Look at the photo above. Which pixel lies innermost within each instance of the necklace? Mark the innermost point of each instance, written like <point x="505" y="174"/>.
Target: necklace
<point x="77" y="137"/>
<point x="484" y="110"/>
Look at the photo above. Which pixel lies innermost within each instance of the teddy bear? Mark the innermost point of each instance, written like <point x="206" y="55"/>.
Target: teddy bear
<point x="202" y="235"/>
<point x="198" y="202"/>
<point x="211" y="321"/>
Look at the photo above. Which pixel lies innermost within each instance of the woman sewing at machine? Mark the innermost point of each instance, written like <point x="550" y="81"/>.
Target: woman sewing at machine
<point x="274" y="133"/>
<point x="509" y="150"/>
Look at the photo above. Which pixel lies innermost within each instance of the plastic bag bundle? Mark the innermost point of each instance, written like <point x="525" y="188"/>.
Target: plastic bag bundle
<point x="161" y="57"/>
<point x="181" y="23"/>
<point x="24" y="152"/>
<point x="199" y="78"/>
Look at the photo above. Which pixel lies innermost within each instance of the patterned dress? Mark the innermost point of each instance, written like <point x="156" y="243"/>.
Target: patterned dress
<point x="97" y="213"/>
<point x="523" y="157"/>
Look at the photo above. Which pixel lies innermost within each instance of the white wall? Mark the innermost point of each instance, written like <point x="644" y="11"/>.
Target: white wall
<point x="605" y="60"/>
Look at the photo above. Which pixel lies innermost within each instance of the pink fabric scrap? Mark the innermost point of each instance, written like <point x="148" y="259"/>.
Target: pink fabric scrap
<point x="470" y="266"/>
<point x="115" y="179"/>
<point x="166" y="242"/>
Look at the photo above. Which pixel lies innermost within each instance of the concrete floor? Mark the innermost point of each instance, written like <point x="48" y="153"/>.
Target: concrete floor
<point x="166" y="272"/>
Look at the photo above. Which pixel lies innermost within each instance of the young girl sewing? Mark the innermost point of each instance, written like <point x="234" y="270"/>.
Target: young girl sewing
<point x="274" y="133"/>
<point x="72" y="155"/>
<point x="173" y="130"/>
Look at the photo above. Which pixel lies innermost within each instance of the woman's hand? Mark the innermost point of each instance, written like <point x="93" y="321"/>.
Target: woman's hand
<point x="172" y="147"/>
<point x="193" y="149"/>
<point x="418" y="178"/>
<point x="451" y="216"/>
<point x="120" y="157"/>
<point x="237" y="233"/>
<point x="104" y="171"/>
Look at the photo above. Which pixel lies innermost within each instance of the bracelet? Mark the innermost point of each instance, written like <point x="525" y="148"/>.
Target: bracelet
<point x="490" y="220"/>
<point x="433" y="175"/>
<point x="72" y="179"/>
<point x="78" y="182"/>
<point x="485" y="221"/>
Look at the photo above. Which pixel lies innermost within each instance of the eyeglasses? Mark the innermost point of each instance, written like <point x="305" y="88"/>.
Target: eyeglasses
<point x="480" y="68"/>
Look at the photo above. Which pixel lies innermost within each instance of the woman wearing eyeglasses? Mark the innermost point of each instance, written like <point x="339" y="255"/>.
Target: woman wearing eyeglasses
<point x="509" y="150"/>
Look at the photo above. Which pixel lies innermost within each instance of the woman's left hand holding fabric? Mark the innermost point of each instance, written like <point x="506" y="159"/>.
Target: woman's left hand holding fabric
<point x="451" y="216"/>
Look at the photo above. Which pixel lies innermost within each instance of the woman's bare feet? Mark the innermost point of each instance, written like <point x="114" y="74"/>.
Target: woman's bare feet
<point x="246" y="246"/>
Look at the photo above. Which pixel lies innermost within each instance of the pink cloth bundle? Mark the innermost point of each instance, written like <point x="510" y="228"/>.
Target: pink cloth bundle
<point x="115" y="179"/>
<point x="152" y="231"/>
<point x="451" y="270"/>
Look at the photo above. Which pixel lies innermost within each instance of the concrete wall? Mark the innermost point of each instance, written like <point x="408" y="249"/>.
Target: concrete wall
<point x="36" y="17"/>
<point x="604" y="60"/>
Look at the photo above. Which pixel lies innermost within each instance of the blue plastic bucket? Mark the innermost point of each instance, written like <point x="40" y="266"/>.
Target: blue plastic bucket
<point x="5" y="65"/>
=-=-=
(WHAT YOU ARE ASKED TO DO): Reproduce verbatim the lines of the listing above, from the line containing "the woman's bare" up to and including the last line of the listing.

(SOLUTION FOR THIS EXERCISE):
Look at the photo above. Which pixel lies innermost within each instance of the woman's bare feet? Mark the innermost point of each instance, written like <point x="114" y="74"/>.
Target: woman's bare feet
<point x="246" y="246"/>
Look at the photo above. Which pixel lies innermost within each instance of the pink cloth bundle? Mark the innermost point of each instance, written like <point x="510" y="228"/>.
Target: pink cloth bundle
<point x="115" y="179"/>
<point x="152" y="231"/>
<point x="451" y="270"/>
Look at the photo above. Which pixel lies innermost within each instance of the concrete wall? Mark the innermost point of each instance, written like <point x="408" y="249"/>.
Target: concrete wall
<point x="36" y="17"/>
<point x="604" y="60"/>
Look at the photo above. Which pixel lies innermost within each instance of the blue plastic bucket? Mark the innermost point of each instance, written like <point x="40" y="266"/>.
Target: blue plastic bucket
<point x="5" y="65"/>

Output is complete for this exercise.